### TASK
Turn each line of the listing below into a numbered list item, and skip the blank lines.

### DATA TO PROCESS

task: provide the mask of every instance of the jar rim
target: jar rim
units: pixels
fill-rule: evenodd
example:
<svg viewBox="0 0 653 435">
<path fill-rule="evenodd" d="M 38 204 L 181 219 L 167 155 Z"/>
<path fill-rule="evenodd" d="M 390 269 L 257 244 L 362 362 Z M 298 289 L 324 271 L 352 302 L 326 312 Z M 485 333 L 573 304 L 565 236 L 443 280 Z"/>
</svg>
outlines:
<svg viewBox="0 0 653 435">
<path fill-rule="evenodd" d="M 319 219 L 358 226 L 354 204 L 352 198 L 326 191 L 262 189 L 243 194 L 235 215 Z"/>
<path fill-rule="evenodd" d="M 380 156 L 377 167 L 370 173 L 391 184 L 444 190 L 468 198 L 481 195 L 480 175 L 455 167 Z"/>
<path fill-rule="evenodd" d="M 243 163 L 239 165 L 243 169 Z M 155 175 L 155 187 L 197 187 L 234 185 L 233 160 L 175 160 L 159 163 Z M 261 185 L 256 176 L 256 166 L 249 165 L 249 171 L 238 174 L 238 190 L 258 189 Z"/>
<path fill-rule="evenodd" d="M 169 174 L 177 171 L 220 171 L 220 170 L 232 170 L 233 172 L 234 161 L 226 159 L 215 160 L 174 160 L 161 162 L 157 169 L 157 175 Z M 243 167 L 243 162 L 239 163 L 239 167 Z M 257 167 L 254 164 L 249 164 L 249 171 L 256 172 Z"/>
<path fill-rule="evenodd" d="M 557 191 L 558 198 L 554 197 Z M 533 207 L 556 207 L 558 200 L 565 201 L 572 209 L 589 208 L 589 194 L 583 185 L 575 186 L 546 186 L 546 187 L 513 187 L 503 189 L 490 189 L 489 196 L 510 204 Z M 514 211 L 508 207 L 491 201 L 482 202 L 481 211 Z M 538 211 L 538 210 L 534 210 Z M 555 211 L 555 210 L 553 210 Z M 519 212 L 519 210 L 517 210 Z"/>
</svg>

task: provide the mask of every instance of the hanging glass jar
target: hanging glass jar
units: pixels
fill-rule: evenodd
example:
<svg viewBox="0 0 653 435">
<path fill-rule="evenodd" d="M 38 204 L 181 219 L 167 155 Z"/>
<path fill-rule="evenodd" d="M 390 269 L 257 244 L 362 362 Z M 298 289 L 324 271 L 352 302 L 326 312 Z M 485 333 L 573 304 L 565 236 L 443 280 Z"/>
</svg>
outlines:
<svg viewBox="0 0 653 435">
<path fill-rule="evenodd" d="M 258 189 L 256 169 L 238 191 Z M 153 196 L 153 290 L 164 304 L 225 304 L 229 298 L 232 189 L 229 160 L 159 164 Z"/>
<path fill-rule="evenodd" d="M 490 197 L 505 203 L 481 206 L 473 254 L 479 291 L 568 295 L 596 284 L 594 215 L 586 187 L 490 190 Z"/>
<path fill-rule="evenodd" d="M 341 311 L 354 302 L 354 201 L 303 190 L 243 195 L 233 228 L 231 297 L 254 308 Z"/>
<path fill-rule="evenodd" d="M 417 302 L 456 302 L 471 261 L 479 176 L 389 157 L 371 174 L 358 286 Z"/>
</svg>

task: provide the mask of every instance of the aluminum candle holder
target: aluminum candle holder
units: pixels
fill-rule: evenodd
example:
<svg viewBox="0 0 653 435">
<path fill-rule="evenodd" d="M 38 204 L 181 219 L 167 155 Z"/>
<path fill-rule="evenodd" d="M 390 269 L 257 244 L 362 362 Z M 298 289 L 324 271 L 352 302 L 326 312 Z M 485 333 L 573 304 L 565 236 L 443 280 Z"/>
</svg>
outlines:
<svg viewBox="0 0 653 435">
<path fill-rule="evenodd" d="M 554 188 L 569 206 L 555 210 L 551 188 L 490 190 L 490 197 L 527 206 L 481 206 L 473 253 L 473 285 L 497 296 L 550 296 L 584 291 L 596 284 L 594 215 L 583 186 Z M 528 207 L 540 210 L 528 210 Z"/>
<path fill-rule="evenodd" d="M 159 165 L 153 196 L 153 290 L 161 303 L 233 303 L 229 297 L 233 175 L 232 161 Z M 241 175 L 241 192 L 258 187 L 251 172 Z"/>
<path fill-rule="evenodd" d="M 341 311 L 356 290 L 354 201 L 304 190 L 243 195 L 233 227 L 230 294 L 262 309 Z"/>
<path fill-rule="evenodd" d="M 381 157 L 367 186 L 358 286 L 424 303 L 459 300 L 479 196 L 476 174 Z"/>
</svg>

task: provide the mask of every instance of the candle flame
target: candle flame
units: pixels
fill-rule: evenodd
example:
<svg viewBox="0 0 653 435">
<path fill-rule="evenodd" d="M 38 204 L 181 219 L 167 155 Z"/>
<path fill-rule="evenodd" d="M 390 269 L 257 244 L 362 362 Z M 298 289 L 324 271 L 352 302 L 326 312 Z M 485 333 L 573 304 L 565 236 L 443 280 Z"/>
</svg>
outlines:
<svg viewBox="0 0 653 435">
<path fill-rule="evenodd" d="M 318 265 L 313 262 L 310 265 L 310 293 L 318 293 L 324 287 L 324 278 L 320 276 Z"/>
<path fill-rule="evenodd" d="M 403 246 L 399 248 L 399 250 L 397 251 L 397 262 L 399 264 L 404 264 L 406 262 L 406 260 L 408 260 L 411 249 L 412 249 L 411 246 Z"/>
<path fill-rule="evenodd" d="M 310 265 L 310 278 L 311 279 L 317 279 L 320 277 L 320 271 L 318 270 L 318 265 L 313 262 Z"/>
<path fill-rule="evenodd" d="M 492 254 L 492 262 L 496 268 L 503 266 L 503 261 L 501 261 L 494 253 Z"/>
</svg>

### SOLUTION TO THE EXERCISE
1. task: provide the mask of every instance of the jar rim
2. target: jar rim
3. units: pixels
4. fill-rule: evenodd
5. example:
6. <svg viewBox="0 0 653 435">
7. <path fill-rule="evenodd" d="M 38 204 L 181 219 L 167 155 Z"/>
8. <path fill-rule="evenodd" d="M 390 269 L 257 244 L 362 362 Z M 298 289 L 324 271 L 352 302 L 326 312 Z M 485 333 L 573 304 L 565 236 L 443 280 Z"/>
9. </svg>
10. outlines:
11. <svg viewBox="0 0 653 435">
12. <path fill-rule="evenodd" d="M 319 219 L 358 226 L 354 204 L 352 198 L 326 191 L 262 189 L 243 194 L 235 215 Z"/>
13. <path fill-rule="evenodd" d="M 380 156 L 377 167 L 370 173 L 391 184 L 444 190 L 468 198 L 481 195 L 480 175 L 455 167 Z"/>
14. <path fill-rule="evenodd" d="M 243 163 L 239 165 L 243 169 Z M 155 175 L 155 187 L 197 187 L 234 185 L 233 160 L 175 160 L 159 163 Z M 261 185 L 256 176 L 256 166 L 249 165 L 249 171 L 238 174 L 238 190 L 258 189 Z"/>
15. <path fill-rule="evenodd" d="M 169 174 L 177 171 L 220 171 L 220 170 L 232 170 L 233 172 L 234 161 L 226 159 L 215 160 L 174 160 L 161 162 L 157 169 L 157 175 Z M 243 167 L 243 162 L 239 163 L 239 167 Z M 257 167 L 254 164 L 249 164 L 249 171 L 256 172 Z"/>
16. <path fill-rule="evenodd" d="M 557 191 L 558 198 L 554 197 Z M 533 207 L 556 207 L 558 200 L 565 201 L 572 209 L 589 208 L 589 194 L 583 185 L 575 186 L 546 186 L 546 187 L 513 187 L 503 189 L 490 189 L 489 196 L 510 204 Z M 514 211 L 508 207 L 491 201 L 482 202 L 481 211 Z M 538 211 L 538 210 L 534 210 Z M 555 211 L 555 210 L 553 210 Z M 519 212 L 519 210 L 517 210 Z"/>
17. </svg>
18. task: provide the mask of every instance of the hanging glass jar
19. target: hanging glass jar
20. units: pixels
21. fill-rule: evenodd
22. example:
23. <svg viewBox="0 0 653 435">
24. <path fill-rule="evenodd" d="M 38 204 L 181 219 L 167 155 Z"/>
25. <path fill-rule="evenodd" d="M 390 269 L 257 244 L 362 362 Z M 298 289 L 324 271 L 352 302 L 326 312 Z M 485 333 L 573 304 L 565 236 L 443 280 Z"/>
26. </svg>
27. outlines:
28. <svg viewBox="0 0 653 435">
29. <path fill-rule="evenodd" d="M 258 189 L 256 169 L 238 191 Z M 153 196 L 153 290 L 164 304 L 225 304 L 229 298 L 232 189 L 229 160 L 159 164 Z"/>
30. <path fill-rule="evenodd" d="M 490 197 L 505 203 L 481 206 L 473 254 L 479 291 L 568 295 L 596 284 L 594 215 L 586 187 L 490 190 Z"/>
31. <path fill-rule="evenodd" d="M 341 311 L 354 302 L 354 201 L 303 190 L 243 195 L 233 228 L 231 297 L 254 308 Z"/>
32. <path fill-rule="evenodd" d="M 417 302 L 456 302 L 471 261 L 479 176 L 389 157 L 371 174 L 358 286 Z"/>
33. </svg>
34. task: provide the mask of every instance of the aluminum candle holder
35. target: aluminum candle holder
36. units: pixels
37. fill-rule: evenodd
38. example:
39. <svg viewBox="0 0 653 435">
40. <path fill-rule="evenodd" d="M 38 204 L 181 219 L 167 155 Z"/>
41. <path fill-rule="evenodd" d="M 390 269 L 257 244 L 362 362 Z M 298 289 L 324 271 L 352 302 L 326 312 Z M 485 333 L 573 304 L 565 236 L 443 280 Z"/>
42. </svg>
43. outlines:
44. <svg viewBox="0 0 653 435">
45. <path fill-rule="evenodd" d="M 554 188 L 569 206 L 555 210 L 551 188 L 490 190 L 490 197 L 527 206 L 481 206 L 473 253 L 473 285 L 497 296 L 550 296 L 584 291 L 596 284 L 594 215 L 583 186 Z M 528 207 L 540 210 L 528 210 Z"/>
46. <path fill-rule="evenodd" d="M 159 165 L 153 196 L 153 290 L 161 303 L 233 303 L 229 297 L 233 175 L 232 161 Z M 241 175 L 241 192 L 258 187 L 251 172 Z"/>
47. <path fill-rule="evenodd" d="M 341 311 L 356 290 L 354 201 L 304 190 L 243 195 L 233 227 L 230 294 L 262 309 Z"/>
48. <path fill-rule="evenodd" d="M 381 157 L 367 186 L 358 286 L 424 303 L 459 300 L 479 196 L 476 174 Z"/>
49. </svg>
50. task: provide the mask of every instance of the candle flame
51. target: candle flame
52. units: pixels
53. fill-rule: evenodd
54. example:
55. <svg viewBox="0 0 653 435">
56. <path fill-rule="evenodd" d="M 38 204 L 181 219 L 167 155 Z"/>
57. <path fill-rule="evenodd" d="M 390 269 L 257 244 L 362 362 Z M 298 289 L 324 271 L 352 302 L 326 312 Z M 485 333 L 573 304 L 565 236 L 443 280 Z"/>
58. </svg>
59. outlines:
60. <svg viewBox="0 0 653 435">
61. <path fill-rule="evenodd" d="M 318 265 L 313 262 L 310 265 L 310 293 L 318 293 L 324 287 L 324 278 L 320 276 Z"/>
62. <path fill-rule="evenodd" d="M 403 246 L 399 248 L 399 250 L 397 251 L 397 262 L 399 264 L 404 264 L 406 262 L 406 260 L 408 260 L 411 249 L 412 249 L 411 246 Z"/>
63. <path fill-rule="evenodd" d="M 310 265 L 310 278 L 311 279 L 317 279 L 320 277 L 320 271 L 318 270 L 318 265 L 313 262 Z"/>
64. <path fill-rule="evenodd" d="M 492 254 L 492 262 L 496 268 L 503 266 L 503 261 L 501 261 L 494 253 Z"/>
65. </svg>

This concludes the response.